> _EXERCISE_
Print the data in full, exactly as it reads.

> _DATASET RECORDS_
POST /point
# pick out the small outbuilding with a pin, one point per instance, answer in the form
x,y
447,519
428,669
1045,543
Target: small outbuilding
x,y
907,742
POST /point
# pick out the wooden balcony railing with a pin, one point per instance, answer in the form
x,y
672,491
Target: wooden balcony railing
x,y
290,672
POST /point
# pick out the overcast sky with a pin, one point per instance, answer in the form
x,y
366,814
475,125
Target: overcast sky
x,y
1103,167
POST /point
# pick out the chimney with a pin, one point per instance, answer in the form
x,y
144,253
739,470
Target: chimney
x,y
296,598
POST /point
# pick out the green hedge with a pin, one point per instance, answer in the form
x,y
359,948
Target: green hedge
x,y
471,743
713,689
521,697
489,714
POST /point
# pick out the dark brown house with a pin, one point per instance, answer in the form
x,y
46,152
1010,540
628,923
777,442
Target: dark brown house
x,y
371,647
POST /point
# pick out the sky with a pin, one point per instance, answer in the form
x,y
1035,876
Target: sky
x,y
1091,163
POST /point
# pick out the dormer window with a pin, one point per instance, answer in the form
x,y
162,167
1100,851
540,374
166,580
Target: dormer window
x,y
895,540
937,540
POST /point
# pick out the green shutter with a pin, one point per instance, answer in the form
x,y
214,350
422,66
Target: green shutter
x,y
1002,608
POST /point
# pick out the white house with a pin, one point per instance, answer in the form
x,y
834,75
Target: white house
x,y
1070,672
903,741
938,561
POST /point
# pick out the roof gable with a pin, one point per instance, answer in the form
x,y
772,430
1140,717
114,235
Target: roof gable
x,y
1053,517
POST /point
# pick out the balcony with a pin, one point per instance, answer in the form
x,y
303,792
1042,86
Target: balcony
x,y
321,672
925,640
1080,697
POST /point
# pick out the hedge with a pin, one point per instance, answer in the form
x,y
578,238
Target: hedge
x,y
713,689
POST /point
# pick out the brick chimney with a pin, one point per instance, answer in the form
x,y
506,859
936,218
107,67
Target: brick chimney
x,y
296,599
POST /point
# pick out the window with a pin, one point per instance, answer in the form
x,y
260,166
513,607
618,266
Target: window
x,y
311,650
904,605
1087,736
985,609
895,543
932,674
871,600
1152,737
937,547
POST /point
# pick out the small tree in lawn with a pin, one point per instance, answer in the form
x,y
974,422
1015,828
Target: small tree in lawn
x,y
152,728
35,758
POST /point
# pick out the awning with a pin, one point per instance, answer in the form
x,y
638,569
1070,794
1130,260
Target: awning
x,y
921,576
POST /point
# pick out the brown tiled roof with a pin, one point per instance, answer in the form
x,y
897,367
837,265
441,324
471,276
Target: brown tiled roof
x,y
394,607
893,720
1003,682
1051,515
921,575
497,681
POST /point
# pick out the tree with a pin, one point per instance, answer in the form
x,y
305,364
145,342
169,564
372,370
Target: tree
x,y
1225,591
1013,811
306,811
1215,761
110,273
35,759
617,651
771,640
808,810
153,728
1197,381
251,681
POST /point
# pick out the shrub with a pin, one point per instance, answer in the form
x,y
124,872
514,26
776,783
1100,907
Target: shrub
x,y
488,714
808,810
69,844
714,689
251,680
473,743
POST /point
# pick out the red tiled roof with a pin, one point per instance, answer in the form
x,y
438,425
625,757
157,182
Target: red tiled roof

> _RESULT OF THE EXERCISE_
POST /point
# pick out the small outbuilding with a pin, one point per instance, answer in the form
x,y
447,519
428,669
1045,543
Target: small outbuilding
x,y
907,742
POST /point
# pick out the wooden balcony railing with a pin, one point per instance, answer in the form
x,y
672,491
Target: wooden balcony railing
x,y
290,672
POST /point
# pick out the overcast sky with a pin, one point per instance, answer in the form
x,y
366,814
475,125
Target: overcast sky
x,y
1103,167
POST /point
# pick out the chimney with a pin, one point per instance, answer in the form
x,y
144,253
739,470
Target: chimney
x,y
296,598
POST /point
# pick out the green hedge with a pin, one point per instance, answer in the form
x,y
359,948
Target: green hedge
x,y
471,743
713,689
521,697
489,714
POST /point
# pick out the dark brown house with a pin, one point per instance, answer in the form
x,y
46,152
1010,540
628,923
777,442
Target: dark brown house
x,y
371,647
POST /point
# pick out the sky with a pin, one point per instance, answer in the form
x,y
1035,876
Target: sky
x,y
1091,163
POST /point
# pick out the dormer window with a pin, one point per instance, answer in the form
x,y
162,167
1100,851
540,374
166,580
Target: dormer window
x,y
895,540
937,540
POST /point
# pick out the green shutter with a pin, one point per instance, answer in the form
x,y
214,350
422,66
Target: green shutter
x,y
1002,608
POST /point
# pick out the white house with a pin, one point per instance, answer in the form
x,y
834,75
Target: white house
x,y
1070,672
903,741
938,561
POST /point
# pick out the roof gable with a pin, one point per instance, answer in the form
x,y
772,430
1140,717
114,235
Target: roof gable
x,y
1053,517
POST /point
# pick out the balcony with a pin, one point per instance, answer in the form
x,y
303,792
1042,86
Target: balcony
x,y
321,672
925,640
1080,697
POST /point
# pick out the hedge with a pin, one point per instance, answer in the form
x,y
578,238
Target: hedge
x,y
713,689
POST /point
# pick out the brick chimney with a pin, one point per instance, answer in the form
x,y
506,859
936,218
107,67
Target: brick chimney
x,y
296,599
POST /point
# pick out the window with a pin, one point per instance, answer in the form
x,y
260,166
513,607
618,266
Target: window
x,y
311,650
904,605
1087,736
985,609
895,543
932,674
871,600
1152,737
937,547
POST /point
# pick out the small tree in lawn with a pin, one point per instance, answer in the form
x,y
974,422
1015,828
Target: small tree in lawn
x,y
152,728
35,758
POST /point
# pick out the awning with a pin, one point per instance, answer in the form
x,y
638,569
1070,794
1130,260
Target: awning
x,y
921,576
POST /point
# pick out the brown tiled roof with a pin, one point per instance, answer in the form
x,y
897,367
837,265
441,324
471,276
Target: brown tiled roof
x,y
394,607
893,720
1003,682
1051,515
921,575
497,681
POST /point
# pick out the tree with a pin, one point per instance, answer in the form
x,y
305,364
145,342
169,564
372,370
Target: tree
x,y
1225,591
1013,811
306,811
1215,761
110,273
35,759
617,651
771,640
808,810
153,728
1197,381
251,681
POST /point
# pick out the shrub with a pin, one point per instance, answer in the form
x,y
124,872
514,26
776,783
1100,907
Target: shrub
x,y
488,714
808,810
69,844
714,689
251,680
473,743
POST /point
# pick out the red tiled roof with a pin, one point per instance, answer in the form
x,y
438,425
625,757
157,182
Target: red tiled roof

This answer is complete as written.